Begin Source extract

PI offloading to GPU at Perlmutter

Goal

Walk you through the usage of Codee to optimize a code that estimates the value of pi by offloading computations to GPU.

info

This guide is part of the NERSC + Codee Training Series 2024. Code available for download at the previous link.

Getting started

First, navigate to the source code for PI:

cd codee-demos/C/PI

Next, load the latest Codee version available on Perlmutter:

module load codee/2024.3.1

Walkthrough

1. Explore the source code

The computation is handled by a single for loop within pi.c:

double sum = 0.0;
for (unsigned long i = 0; i < N; i++) {
    double x = (i + 0.5) / N;
    sum += sqrt(1 - x * x);
}

2. Run the checks report

To explore how Codee can help speed up this loop by offloading it to a GPU, use --target-arch to include GPU-related checks in the analysis:

Codee command
codee checks --verbose --target-arch gpu pi.c:main -- gcc pi.c -lm -Ofast

Codee output
Date: 2024-09-05 Codee version: 2024.3.1 License type: Full
Compiler invocation: gcc pi.c -lm -Ofast

[1/1] pi.c ... Done

CHECKS REPORT

<...>

pi.c:31:5 [PWR056] (level: L3): Consider applying offloading parallelism to scalar reduction loop
  Suggestion: Use 'rewrite' to automatically optimize the code
  Documentation: https://github.com/codee-com/open-catalog/tree/main/Checks/PWR056
  AutoFix (choose one option):
    * Using OpenMP (recommended):
        codee rewrite --offload omp-teams --in-place pi.c:31:5 -- gcc pi.c -lm -Ofast
    * Using OpenACC:
        codee rewrite --offload acc --in-place pi.c:31:5 -- gcc pi.c -lm -Ofast
    * Using OpenMP and OpenACC combined:
        codee rewrite --offload omp-teams,acc --in-place pi.c:31:5 -- gcc pi.c -lm -Ofast

<...>

1 file, 1 function, 1 loop successfully analyzed (3 checkers) and 0 non-analyzed files in 40 ms

Codee suggests various options to optimize the loop, including automatic code generation for offloading using OpenMP or OpenACC directives.

3. Autofix

Let's use Codee's autofix capabilities to automatically optimize the code. We will create two new files: one using OpenMP and another using OpenACC, to compare their performance.

End Source extract

- **Exercise prompt**
Condense the paragraph beginning "Let's use Codee's autofix capabilities" in the Perlmutter guide above into one sentence that keeps its main facts.

Begin Data block

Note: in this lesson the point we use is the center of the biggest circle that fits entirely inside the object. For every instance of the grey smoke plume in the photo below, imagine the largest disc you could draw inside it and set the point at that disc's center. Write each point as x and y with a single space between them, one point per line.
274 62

End Data block

- **Correct output**
Codee's autofix will optimize the code automatically, producing two new files, one using OpenMP and one using OpenACC, so their performance can be compared.